Friday, December 01, 2006

And 2007 Begins

And the search for the 6th Angel of Death begins.

Among the notables this year…

Congratulations to Lady Bird Johnson, who has topped Pope John Paul II as the greatest confounder in Dead Pool history, appearing on 53 lists. Now that the point’s been made, … For the second year in a row, Johnson is the most common pick, tying Brooke Astor and Gerald Ford to offer lots of lists few points. The rookie of the year is Ariel Sharon with 8 selections. Of note, Warren Zevon is the only top rookie to actually come through.

A new record with 51 lists, and apparently Vladimir Putin decided not to submit after his listees started dropping a little too soon.

This year marks the first time anyone’s been listed specifically based on suspicion that they might get whacked by a soon-to-be ex. Also, our first two-generation selection, of sorts, with Louis Farrakhan joining the Moms of the Nation of Islam, Ruby Muhammad.

As we start 2006-06, Joy Foder has gone the longest without a hit, August 8, 2004, when she and everybody else scored with Fay Wray. Joy did take the 2004-05 season off to find herself, so the longest continuous streak goes to Jenni Prokopy who’s had nothing but nope since the Pope in April ’05.

A refresher on the spreadsheet has the entries (1), a breakdown of how many times peeps were picked so you don’t have to do the math to see how many points Al “Grampa” Lewis is worth (2.85714286) (2), headlines (3), the all-time targets, to track tends (4), the reapers so you can track your own success – active names in bold (5), average top finish – yes, we’re all technically first, but I didn’t want the newbies to get too full of themselves (6), and past year’s final results and headlines. The early years are a little spotty as my neuroses had yet to fully take hold.

I’ll see many of you and/or your designated representatives in the next couple weeks. Otherwise, let’s see the cash.

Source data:
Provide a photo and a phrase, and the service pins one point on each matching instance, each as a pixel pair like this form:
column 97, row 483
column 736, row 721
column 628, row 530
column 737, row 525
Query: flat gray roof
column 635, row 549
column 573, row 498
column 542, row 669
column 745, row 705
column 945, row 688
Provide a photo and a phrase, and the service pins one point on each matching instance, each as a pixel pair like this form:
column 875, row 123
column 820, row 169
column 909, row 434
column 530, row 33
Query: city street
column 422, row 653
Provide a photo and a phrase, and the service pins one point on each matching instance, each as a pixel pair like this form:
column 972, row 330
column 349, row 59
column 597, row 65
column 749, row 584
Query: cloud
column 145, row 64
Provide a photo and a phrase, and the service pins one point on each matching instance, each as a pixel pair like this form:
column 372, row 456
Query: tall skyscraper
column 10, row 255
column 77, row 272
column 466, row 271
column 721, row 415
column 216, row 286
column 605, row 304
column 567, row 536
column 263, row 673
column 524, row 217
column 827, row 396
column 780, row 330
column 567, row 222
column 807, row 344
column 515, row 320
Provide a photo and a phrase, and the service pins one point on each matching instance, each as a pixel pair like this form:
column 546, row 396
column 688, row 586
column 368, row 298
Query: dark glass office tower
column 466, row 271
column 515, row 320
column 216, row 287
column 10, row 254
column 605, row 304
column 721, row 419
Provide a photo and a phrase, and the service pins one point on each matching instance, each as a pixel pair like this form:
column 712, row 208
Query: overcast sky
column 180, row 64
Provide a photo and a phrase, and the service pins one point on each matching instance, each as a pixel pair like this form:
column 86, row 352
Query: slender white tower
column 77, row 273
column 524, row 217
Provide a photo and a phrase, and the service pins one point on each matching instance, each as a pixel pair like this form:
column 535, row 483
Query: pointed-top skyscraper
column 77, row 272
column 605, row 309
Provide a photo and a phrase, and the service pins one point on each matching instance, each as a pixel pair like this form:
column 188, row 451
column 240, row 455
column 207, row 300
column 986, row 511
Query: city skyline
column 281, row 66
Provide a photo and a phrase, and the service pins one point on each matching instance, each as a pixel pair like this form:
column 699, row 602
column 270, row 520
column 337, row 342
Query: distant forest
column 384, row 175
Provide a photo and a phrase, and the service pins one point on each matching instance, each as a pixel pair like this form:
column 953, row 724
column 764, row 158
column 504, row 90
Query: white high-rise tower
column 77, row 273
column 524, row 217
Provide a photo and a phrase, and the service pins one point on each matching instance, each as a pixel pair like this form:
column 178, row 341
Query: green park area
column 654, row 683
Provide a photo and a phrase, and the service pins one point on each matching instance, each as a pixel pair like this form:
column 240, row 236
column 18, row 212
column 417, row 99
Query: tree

◆ **QUESTIONS TO ANSWER**:
A – In the Dead Pool post, who is named rookie of the year, and with how many selections?
B – Write the next few sentences of the Dead Pool post, continuing after its final line.

◆ **ANSWERS PROVIDED**:
A – Ariel Sharon, with 8 selections.

B –
2006 Champion

Well, I hate to disappoint everyone, but I failed to repeat as champion. Congratulations to Paul, the 5th champion in as many years for the George Harrison Invitational Dead Pool, winning a close won over second-time bridesmaid Greg, 6 points back, and Craig, 7 1/3 points back despite at one point having gone more than a year without a hit. Results unofficial until Dec. 7 in case Beverly Cleary is found facedown under an overpass and it takes time to locate her dental records.

Consolation prizes for geographic bragging rights:
Greg – first place, ChicagoLand Division and Boston University alum Division
Craig – first place, Michigan Division
Jen – first place, Slack Division
Paul – also first place, Massachusetts Division

We set a record for hits this year with 37, but this was a well-spread cemetery – this year’s winner would have finished 7th last year.

This was the 5th year for the GHI Among the things that failed to last 5 years – the United States Football League, Michael Ovitz’ tenure at Disney, Nick and Jessica, New Coke and Dwight Eisenhower’s first son.

A shout-out to the 5 who have stuck around from the start: Mark, Greg, Kirsti, Michelle and your curmudgeonly deathmeister. And an enough already to the 13 who have been taunting us every year with their inexplicable vigor: Ingmar Bergman, Ray Bradbury, Kirk Douglas, Steven Hawking, Jesse Helms, Whitney Houston, Lady Bird Johnson, Harry Morgan, Augusto Pinochet, Mickey Rooney, Eunice Kennedy Shriver, Gloria Stuart and Abe Vigoda.